Task requirements – Copy the entries below, changing every "in the picture above" to "in the image above" and keeping everything else as it is. Leave the pictures out of your copy.
+++ Data lines
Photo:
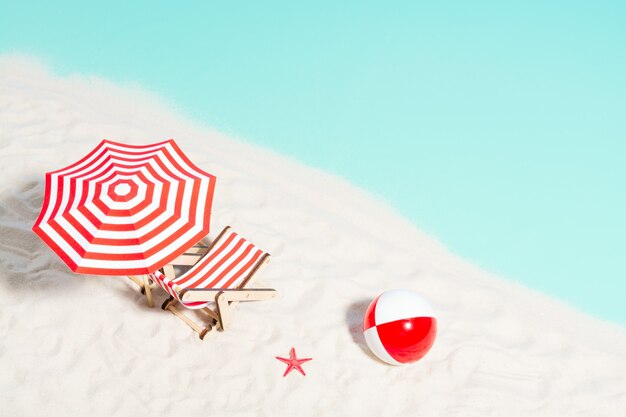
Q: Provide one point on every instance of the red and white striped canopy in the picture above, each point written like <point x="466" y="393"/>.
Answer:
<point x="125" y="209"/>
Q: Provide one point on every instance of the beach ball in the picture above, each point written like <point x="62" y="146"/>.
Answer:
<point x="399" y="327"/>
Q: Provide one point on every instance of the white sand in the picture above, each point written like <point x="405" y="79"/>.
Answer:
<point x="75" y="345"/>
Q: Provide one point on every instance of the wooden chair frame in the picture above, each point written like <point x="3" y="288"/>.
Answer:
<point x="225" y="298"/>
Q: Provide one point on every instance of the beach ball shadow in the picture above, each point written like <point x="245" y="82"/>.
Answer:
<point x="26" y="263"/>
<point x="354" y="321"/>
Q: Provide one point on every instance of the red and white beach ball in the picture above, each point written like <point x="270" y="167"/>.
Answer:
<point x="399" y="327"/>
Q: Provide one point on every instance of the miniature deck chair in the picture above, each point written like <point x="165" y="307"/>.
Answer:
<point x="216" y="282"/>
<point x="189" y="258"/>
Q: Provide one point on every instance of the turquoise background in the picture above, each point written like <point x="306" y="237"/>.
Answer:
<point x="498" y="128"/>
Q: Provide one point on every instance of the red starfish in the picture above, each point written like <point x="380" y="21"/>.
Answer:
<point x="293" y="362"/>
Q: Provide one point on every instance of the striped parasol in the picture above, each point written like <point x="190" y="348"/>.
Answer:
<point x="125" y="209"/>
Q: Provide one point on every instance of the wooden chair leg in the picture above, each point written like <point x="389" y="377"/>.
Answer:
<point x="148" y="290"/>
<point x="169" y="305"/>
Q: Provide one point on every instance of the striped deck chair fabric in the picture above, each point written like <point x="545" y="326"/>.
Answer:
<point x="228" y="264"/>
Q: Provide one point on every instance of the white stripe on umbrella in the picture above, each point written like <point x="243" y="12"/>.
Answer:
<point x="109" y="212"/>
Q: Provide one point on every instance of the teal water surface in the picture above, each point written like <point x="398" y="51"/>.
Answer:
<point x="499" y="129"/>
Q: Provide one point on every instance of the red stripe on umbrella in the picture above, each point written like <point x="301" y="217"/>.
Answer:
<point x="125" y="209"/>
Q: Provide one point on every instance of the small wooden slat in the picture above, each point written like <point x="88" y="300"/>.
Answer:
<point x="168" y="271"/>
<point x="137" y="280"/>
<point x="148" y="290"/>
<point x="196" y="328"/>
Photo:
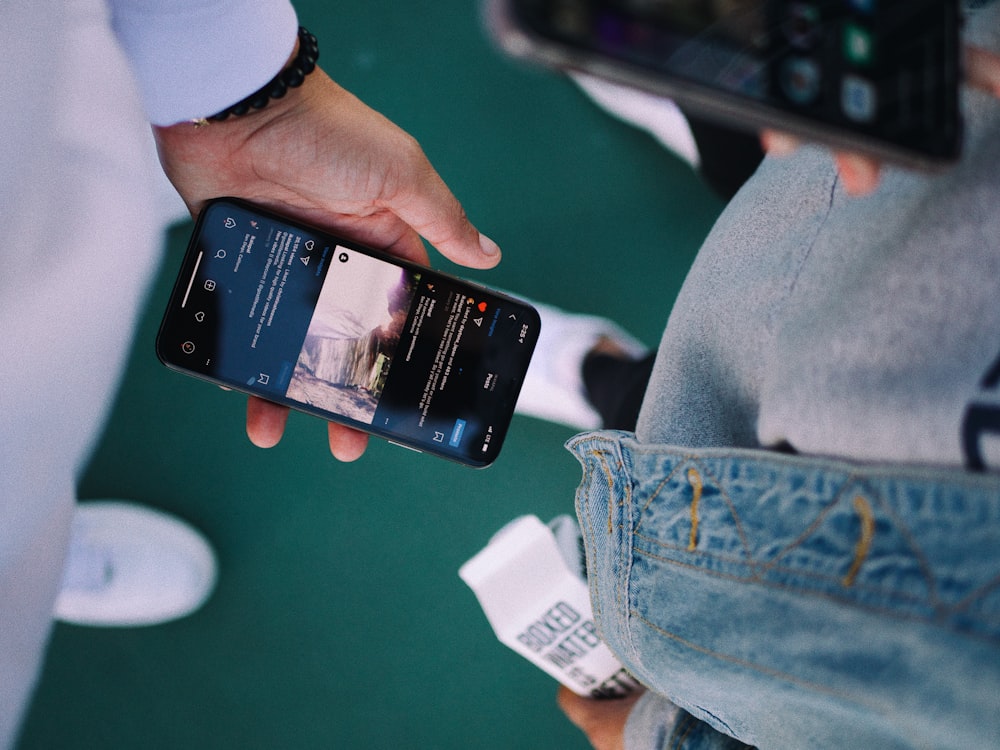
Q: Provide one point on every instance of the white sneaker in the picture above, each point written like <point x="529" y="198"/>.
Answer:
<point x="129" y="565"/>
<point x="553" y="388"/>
++++++
Task result –
Photo:
Q: Provide one point on every instance of the red and white striped canopy in the image above, each point written like <point x="466" y="393"/>.
Answer:
<point x="125" y="209"/>
Q: Provide one point on every instance of the beach ball in the image above, each point written like <point x="62" y="146"/>.
Answer:
<point x="399" y="327"/>
Q: Provide one point on every instance of the white sand in the image above, each point written like <point x="405" y="79"/>.
Answer:
<point x="75" y="345"/>
Q: Provide one point on every instance of the wooden chair frame in the image above, each point written like <point x="3" y="288"/>.
Answer:
<point x="225" y="298"/>
Q: Provide one point on every instance of the beach ball shadow in the image above, each point written like <point x="245" y="82"/>.
Answer:
<point x="26" y="263"/>
<point x="354" y="321"/>
Q: Provide one point on every instance of the red and white beach ball in the image above, each point written like <point x="270" y="167"/>.
Answer:
<point x="399" y="327"/>
Q: Provide one point on every instance of the miniature deck chair in the image above, each point written like <point x="165" y="307"/>.
Answer:
<point x="216" y="282"/>
<point x="189" y="258"/>
Q: Provide one point on every instance of the turquoise background in the image above, each point written like <point x="306" y="237"/>.
Answer:
<point x="498" y="128"/>
Q: Provide one point on every instance of the red starfish in the image above, each point written like <point x="380" y="21"/>.
Answer:
<point x="293" y="362"/>
Q: Provide one point on every instance of the striped parasol in the image above, each point written like <point x="190" y="348"/>.
Answer:
<point x="125" y="209"/>
Q: Provide one point on every instance of the wooden chair leg in the image above, each point written like <point x="389" y="377"/>.
Answer:
<point x="148" y="290"/>
<point x="169" y="305"/>
Q: Provide one point on every instance of the striped deck chair fabric in the image above, each point written like <point x="545" y="326"/>.
Answer:
<point x="228" y="264"/>
Q: Provide one point on every instance of the white stripe on umbrella in the image above, each point written like <point x="243" y="12"/>.
Answer:
<point x="109" y="212"/>
Q: Provide one point on every instance of the teal water surface in the image above, each point written like <point x="398" y="51"/>.
Answer:
<point x="499" y="129"/>
Q: Provide one point on every instance of the red stripe on umbrella in the image above, each point written like <point x="301" y="217"/>.
Answer:
<point x="125" y="209"/>
Q: Provide one point on every instance of the small wooden slat in the image above, each point written like <point x="88" y="300"/>.
Answer:
<point x="168" y="271"/>
<point x="137" y="280"/>
<point x="148" y="290"/>
<point x="196" y="328"/>
Photo:
Q: Provide one point on every instance of the white sneaker in the image above, each point written like <point x="529" y="198"/>.
Answer:
<point x="129" y="565"/>
<point x="553" y="388"/>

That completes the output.